The 829th Bombardment Squadron was a squadron of the United States Army Air Forces. It was active during World War II in the Mediterranean Theater of Operations as a Consolidated B-24 Liberator unit, where it earned a Distinguished Unit Citation. Following V-E Day, the squadron returned to the United States and began training with the Boeing B-29 Superfortress at Smoky Hill Army Air Field, Kansas, before inactivating in August 1946.

==History==
The squadron was activated at Fairmont Army Air Field, Nebraska as one of the four that made up the 485th Bombardment Group. It trained with Consolidated B-24 Liberators until March 1944, when it deployed to the Mediterranean Theater of Operations in March 1944. The squadron's ground echelon arrived at its base at Venosa Airfield, Italy in April, but when the air echelon arrived in theater, it remained in Tunisia for additional training.

The squadron entered combat in May 1944, and primarily flew long range strategic bombing missions against targets in Italy, France, Germany, Austria, Hungary, Romania, and Yugoslavia, bombing marshalling yards, oil refineries, airfields, heavy industry, and other strategic objectives. The squadron was awarded a Distinguished Unit Citation for continuing an attack on an oil refinery near Vienna, Austria on 26 June 1944 despite heavy fighter opposition.

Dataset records
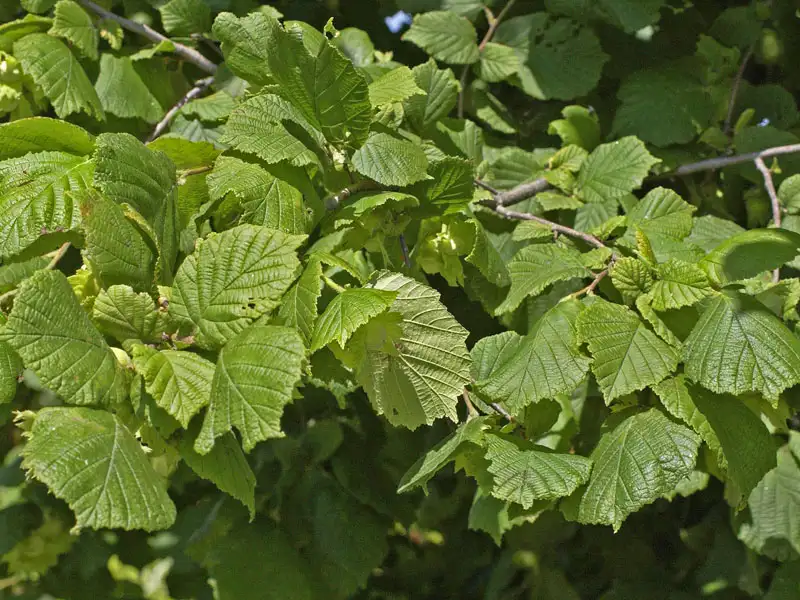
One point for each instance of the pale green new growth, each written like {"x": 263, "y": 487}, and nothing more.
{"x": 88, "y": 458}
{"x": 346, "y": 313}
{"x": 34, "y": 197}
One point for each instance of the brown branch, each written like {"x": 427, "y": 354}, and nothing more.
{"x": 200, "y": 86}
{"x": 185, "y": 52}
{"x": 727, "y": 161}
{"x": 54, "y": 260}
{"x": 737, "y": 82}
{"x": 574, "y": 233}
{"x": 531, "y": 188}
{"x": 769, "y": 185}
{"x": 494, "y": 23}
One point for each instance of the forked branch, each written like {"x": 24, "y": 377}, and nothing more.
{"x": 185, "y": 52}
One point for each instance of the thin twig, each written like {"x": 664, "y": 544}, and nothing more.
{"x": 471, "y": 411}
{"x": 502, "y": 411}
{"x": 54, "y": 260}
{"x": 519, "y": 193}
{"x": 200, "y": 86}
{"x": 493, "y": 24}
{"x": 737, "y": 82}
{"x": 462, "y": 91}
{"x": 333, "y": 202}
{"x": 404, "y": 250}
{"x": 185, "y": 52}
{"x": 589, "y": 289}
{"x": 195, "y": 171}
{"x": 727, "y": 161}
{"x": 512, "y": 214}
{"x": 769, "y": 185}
==
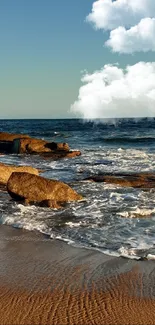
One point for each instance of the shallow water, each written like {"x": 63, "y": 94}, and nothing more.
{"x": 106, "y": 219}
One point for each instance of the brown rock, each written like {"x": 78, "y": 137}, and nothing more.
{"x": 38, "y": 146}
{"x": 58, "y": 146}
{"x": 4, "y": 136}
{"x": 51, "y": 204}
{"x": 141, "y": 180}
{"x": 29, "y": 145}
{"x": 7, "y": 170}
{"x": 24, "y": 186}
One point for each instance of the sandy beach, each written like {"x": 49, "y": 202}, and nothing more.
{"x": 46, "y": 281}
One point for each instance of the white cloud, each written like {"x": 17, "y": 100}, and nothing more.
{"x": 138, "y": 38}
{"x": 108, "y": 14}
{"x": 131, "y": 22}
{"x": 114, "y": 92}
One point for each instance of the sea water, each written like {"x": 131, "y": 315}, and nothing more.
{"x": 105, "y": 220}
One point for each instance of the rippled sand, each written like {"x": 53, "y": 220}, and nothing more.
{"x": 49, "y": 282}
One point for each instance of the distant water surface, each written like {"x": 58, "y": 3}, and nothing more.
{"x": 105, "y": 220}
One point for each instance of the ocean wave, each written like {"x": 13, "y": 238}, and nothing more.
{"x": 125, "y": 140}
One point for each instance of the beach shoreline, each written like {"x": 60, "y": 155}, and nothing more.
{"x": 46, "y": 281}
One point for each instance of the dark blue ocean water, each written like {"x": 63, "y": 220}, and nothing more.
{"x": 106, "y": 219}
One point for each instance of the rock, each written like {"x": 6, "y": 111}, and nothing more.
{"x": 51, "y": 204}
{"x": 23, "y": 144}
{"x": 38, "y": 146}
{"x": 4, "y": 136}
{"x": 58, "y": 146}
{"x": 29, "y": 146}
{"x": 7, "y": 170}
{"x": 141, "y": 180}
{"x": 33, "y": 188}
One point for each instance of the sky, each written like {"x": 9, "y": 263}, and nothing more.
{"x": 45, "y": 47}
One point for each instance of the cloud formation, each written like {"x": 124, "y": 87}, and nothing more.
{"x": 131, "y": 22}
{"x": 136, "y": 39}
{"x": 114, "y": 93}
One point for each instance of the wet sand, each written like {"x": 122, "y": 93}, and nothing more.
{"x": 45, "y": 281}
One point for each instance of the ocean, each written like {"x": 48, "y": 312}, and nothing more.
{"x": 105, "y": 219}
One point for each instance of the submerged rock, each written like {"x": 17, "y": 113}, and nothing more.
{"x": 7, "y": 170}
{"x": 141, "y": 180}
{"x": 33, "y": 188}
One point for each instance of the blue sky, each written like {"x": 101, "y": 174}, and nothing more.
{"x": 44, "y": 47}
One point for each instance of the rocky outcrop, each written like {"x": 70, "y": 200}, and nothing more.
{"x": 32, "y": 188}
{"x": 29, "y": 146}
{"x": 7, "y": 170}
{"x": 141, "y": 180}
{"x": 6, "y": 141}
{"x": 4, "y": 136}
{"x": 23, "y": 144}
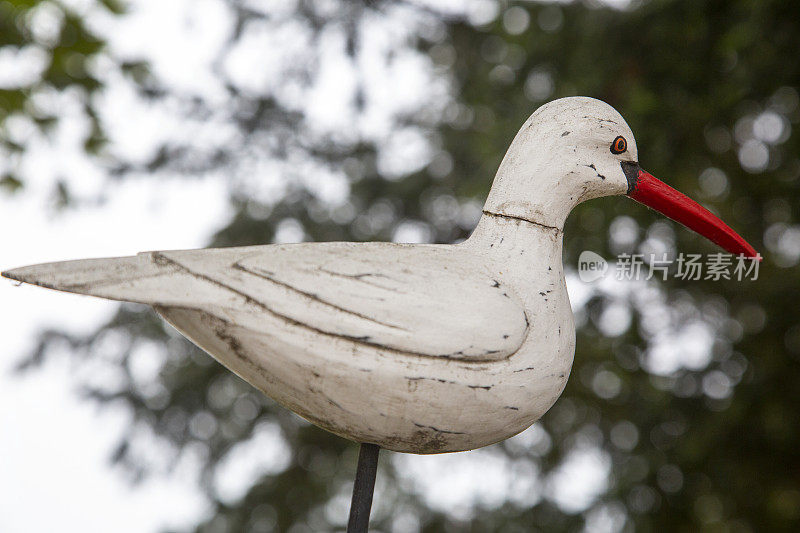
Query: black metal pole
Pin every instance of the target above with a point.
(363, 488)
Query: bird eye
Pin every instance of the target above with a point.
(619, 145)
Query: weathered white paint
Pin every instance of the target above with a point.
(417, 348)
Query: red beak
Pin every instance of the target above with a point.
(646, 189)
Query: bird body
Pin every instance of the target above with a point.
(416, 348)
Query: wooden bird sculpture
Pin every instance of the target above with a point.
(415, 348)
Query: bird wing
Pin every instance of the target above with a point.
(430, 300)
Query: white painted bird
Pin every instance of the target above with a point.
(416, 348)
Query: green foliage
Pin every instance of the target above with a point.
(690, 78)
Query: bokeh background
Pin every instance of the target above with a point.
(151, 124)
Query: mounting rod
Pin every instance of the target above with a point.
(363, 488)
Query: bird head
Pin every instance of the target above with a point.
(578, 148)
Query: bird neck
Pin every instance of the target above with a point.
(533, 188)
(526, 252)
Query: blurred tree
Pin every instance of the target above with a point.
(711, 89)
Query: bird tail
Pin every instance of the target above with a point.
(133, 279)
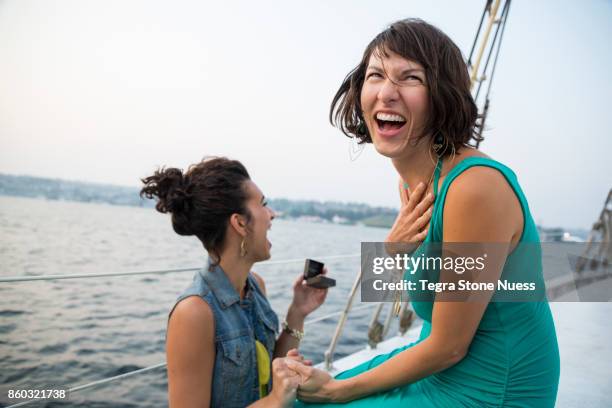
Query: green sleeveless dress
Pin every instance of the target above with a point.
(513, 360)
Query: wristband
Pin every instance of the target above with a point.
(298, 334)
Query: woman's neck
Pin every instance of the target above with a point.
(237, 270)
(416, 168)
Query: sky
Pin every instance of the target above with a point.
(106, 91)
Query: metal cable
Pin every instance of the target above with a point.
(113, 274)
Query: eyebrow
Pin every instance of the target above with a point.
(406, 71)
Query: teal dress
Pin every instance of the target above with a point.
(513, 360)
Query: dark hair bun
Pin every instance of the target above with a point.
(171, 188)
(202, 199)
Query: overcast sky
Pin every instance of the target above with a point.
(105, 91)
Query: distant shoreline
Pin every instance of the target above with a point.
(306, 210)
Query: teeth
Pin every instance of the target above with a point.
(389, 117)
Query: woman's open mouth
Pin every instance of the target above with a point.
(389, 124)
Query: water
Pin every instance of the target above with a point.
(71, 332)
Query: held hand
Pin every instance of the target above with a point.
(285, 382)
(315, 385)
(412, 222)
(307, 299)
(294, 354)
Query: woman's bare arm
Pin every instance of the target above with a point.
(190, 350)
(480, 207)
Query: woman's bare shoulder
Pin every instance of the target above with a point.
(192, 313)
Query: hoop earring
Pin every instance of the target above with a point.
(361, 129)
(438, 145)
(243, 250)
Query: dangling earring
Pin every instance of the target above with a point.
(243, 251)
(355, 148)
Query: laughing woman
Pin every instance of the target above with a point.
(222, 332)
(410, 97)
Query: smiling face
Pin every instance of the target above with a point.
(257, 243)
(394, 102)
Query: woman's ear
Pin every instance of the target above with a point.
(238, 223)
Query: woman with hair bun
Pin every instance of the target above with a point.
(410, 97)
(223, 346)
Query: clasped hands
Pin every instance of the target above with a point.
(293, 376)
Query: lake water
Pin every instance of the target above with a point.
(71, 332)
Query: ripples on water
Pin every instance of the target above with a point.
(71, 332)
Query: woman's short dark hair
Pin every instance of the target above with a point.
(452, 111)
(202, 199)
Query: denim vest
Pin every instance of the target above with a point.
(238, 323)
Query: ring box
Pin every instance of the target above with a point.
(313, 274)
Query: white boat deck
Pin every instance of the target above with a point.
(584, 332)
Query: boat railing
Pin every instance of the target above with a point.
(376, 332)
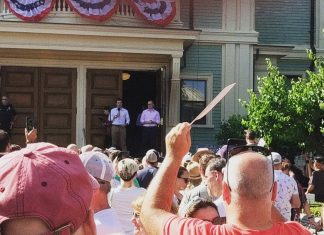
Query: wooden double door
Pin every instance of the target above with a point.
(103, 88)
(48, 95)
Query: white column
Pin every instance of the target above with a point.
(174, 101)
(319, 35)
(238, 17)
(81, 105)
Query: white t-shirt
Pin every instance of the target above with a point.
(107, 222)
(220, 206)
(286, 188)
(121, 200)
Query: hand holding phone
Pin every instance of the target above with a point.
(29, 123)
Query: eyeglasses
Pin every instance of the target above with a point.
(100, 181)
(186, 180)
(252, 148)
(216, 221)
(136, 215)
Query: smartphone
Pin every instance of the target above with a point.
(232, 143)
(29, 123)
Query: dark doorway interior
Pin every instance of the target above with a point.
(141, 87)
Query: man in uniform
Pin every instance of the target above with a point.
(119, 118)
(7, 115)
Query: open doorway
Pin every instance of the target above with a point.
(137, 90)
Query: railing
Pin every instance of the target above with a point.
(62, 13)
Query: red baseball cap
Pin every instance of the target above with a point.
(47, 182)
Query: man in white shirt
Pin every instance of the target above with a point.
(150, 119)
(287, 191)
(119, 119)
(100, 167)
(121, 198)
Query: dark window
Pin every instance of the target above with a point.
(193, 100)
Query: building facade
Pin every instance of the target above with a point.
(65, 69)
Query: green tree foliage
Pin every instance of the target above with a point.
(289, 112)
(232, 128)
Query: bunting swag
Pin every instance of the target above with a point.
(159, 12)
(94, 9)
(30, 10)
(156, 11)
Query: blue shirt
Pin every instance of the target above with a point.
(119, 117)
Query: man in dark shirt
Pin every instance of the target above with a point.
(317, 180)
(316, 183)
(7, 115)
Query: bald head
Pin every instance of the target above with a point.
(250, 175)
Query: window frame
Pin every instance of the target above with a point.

**BRIEF 1**
Write out the passage on the 829th Bombardment Squadron word for word, starting with "The 829th Bombardment" and going on through "in August 1946.".
**BRIEF 2**
Resume the account of the 829th Bombardment Squadron after its final sentence.

**REPLY 1**
The 829th Bombardment Squadron was a squadron of the United States Army Air Forces. It was active during World War II in the Mediterranean Theater of Operations as a Consolidated B-24 Liberator unit, where it earned a Distinguished Unit Citation. Following V-E Day, the squadron returned to the United States and began training with the Boeing B-29 Superfortress at Smoky Hill Army Air Field, Kansas, before inactivating in August 1946.

**REPLY 2**
The 829th was occasionally diverted from the strategic campaign to carry out some support and interdiction operations. It struck bridges, harbors, and troop concentrations in August 1944 to aid with Operation Dragoon, the invasion of Southern France. It also hit communications lines and other targets during March and April 1945 to support the advance of the British Eighth Army in northern Italy.

The unit departed Italy in May 1945. In late July, it reassembled at Sioux City Army Air Base, Iowa and was redesignated as a very heavy unit the following month. In September, it moved to Smoky Hill Army Air Field, Kansas and began training with Boeing B-29 Superfortresses. When Strategic Air Command was formed in March 1946, the squadron became one of its first operational squadrons. In August 1946, the squadron was inactivated and its mission, personnel and B-29s were transferred to the 342d Bombardment Squadron, which was simultaneously activated at Smoky Hill.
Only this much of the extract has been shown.